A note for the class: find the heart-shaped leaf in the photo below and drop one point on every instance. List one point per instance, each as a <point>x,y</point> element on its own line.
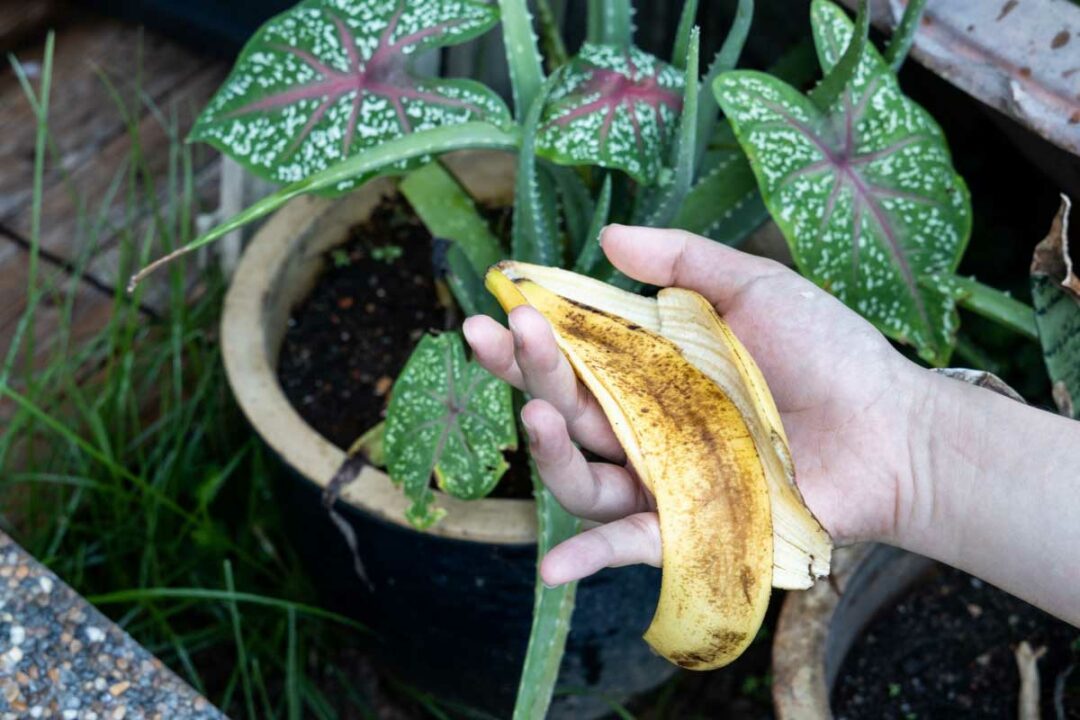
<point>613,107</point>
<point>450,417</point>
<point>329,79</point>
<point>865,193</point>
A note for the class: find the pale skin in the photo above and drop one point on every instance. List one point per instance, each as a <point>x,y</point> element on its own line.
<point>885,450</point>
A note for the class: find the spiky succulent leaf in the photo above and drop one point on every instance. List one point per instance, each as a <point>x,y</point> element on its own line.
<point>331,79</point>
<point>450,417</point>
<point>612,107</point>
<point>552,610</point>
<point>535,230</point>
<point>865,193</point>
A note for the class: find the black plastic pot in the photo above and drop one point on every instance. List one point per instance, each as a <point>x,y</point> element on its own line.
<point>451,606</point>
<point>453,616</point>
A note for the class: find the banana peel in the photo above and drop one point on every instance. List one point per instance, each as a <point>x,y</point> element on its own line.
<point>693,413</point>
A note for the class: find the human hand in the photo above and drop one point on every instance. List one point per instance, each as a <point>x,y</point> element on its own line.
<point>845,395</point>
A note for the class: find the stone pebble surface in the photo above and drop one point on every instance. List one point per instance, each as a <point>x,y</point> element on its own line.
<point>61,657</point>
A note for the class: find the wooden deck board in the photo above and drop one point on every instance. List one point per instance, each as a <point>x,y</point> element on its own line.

---

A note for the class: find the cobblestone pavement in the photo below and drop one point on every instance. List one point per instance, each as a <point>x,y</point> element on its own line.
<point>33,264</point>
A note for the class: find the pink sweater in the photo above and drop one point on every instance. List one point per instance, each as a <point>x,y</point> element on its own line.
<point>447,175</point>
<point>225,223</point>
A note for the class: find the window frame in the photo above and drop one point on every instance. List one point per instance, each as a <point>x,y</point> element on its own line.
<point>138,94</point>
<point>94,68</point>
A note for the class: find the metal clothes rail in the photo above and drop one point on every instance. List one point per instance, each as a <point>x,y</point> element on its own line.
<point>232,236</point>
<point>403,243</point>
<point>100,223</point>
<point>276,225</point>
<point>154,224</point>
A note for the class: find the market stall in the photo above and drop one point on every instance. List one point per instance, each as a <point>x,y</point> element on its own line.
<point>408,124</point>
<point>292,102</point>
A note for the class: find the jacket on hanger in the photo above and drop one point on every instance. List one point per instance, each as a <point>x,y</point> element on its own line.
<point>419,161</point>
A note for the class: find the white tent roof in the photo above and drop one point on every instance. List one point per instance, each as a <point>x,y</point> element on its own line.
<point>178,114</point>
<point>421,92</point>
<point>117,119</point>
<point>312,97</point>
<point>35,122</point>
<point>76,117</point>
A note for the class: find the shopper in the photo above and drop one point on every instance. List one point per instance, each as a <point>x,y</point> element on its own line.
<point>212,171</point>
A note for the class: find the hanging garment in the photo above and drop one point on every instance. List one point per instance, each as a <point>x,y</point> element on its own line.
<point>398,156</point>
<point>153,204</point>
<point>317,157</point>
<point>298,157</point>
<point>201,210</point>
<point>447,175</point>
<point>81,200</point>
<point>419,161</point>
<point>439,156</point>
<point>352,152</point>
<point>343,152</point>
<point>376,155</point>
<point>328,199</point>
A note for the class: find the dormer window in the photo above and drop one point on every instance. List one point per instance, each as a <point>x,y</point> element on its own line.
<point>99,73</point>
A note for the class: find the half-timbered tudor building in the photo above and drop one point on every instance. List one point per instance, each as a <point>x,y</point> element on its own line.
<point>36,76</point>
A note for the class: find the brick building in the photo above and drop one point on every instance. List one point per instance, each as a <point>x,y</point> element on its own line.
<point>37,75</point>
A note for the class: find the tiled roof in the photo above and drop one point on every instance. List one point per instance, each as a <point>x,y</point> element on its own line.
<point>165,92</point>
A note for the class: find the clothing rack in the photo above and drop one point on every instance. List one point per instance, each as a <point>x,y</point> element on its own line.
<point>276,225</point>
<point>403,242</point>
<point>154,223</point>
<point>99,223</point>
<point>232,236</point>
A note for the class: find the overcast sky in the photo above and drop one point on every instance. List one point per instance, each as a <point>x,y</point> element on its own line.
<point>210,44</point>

* * *

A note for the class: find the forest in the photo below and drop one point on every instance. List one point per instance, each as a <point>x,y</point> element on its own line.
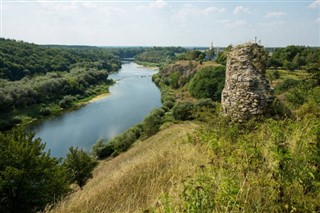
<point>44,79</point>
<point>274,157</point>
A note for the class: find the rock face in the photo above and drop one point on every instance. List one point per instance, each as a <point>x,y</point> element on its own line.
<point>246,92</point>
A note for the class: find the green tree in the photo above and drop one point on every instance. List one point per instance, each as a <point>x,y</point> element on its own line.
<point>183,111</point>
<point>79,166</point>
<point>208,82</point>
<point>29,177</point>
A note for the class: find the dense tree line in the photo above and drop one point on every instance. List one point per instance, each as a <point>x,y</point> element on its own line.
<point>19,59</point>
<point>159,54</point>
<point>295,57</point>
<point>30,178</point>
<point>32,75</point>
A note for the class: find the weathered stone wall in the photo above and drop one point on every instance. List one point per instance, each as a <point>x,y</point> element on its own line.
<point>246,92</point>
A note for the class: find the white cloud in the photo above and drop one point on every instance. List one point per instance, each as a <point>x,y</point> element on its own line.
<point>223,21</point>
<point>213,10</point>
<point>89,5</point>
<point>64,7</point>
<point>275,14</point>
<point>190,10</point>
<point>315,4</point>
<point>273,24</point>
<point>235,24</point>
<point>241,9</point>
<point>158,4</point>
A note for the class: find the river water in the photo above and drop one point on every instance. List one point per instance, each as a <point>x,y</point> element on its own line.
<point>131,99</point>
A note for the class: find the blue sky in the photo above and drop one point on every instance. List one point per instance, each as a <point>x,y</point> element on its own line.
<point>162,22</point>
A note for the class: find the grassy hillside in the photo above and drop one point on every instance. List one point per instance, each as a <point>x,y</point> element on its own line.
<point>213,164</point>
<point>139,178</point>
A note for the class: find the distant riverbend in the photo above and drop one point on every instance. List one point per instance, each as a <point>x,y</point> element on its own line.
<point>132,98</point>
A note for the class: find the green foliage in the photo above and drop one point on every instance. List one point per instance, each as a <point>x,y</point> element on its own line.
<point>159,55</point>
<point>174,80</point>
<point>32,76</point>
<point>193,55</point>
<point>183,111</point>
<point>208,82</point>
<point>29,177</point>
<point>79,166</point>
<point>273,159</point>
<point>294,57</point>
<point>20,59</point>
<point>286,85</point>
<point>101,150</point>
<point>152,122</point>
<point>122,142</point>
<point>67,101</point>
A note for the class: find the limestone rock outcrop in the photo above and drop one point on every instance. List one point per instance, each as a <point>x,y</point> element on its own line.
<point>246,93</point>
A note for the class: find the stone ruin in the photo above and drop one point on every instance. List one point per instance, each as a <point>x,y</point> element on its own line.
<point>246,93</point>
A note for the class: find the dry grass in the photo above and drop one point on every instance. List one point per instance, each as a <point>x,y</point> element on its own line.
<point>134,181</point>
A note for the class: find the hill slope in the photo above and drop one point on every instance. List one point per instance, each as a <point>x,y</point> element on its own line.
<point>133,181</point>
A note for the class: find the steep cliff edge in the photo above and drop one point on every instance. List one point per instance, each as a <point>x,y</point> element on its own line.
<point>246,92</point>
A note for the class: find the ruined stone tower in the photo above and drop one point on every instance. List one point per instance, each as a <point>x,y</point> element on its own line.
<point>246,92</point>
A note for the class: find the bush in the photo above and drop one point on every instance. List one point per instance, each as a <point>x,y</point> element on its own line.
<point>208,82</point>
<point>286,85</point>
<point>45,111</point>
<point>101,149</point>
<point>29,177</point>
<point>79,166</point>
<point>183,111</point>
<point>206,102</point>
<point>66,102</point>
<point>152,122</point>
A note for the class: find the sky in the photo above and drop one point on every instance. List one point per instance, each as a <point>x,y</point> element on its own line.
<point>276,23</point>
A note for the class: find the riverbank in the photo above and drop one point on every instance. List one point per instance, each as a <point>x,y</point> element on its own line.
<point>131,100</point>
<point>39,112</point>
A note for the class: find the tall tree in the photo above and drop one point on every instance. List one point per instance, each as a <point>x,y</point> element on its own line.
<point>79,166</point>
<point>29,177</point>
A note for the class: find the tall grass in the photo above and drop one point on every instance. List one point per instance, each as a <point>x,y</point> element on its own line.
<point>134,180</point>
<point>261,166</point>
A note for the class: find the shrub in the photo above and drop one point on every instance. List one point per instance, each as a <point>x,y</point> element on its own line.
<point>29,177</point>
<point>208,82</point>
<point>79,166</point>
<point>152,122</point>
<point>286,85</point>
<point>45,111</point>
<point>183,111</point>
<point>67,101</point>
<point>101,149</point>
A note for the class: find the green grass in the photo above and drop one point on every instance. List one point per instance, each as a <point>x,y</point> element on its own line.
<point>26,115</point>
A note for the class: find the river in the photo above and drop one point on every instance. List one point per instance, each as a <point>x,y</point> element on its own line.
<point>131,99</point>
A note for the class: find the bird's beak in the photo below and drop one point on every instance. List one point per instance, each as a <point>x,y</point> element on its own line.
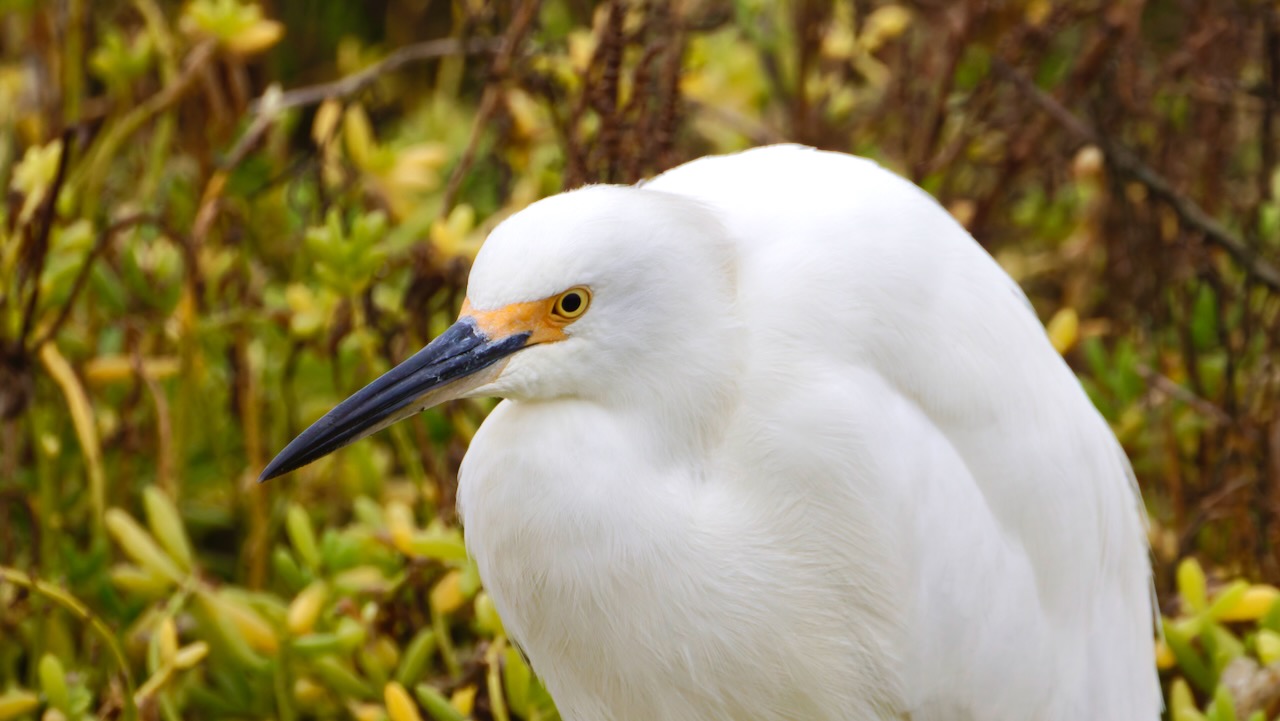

> _Given task_: Render the lines as a Markdown table with the columns No. and Text, starting at the line that contains "A note for the class: find the shrub" and stopping after the line that contains "A note for the class: find the bird's". Number each line and omit blank lines.

> _Finished task_:
| No. | Text |
|---|---|
| 1 | A note for the class: find the shrub in the photo above and drop one point on every instance. List one point per instance, each as a <point>x,y</point> element on its own line. |
| 2 | <point>29,177</point> |
| 3 | <point>208,82</point> |
| 4 | <point>79,166</point> |
| 5 | <point>152,122</point> |
| 6 | <point>286,85</point> |
| 7 | <point>45,111</point> |
| 8 | <point>183,111</point> |
| 9 | <point>67,101</point> |
| 10 | <point>101,149</point> |
| 11 | A note for the class: find the green grass in the photo above and drop one point on every instance. List one point per instance, each as a <point>x,y</point> element on its own line. |
| 12 | <point>26,115</point> |
| 13 | A note for the class: find the river in the photo above and drop one point on every instance. List one point per instance, each as a <point>x,y</point> element on its own line. |
| 14 | <point>131,99</point> |
| 15 | A note for the class: find the bird's beak in the photo below and drop one point on every instance. List one point per instance, each as a <point>x,y</point> element on its own line. |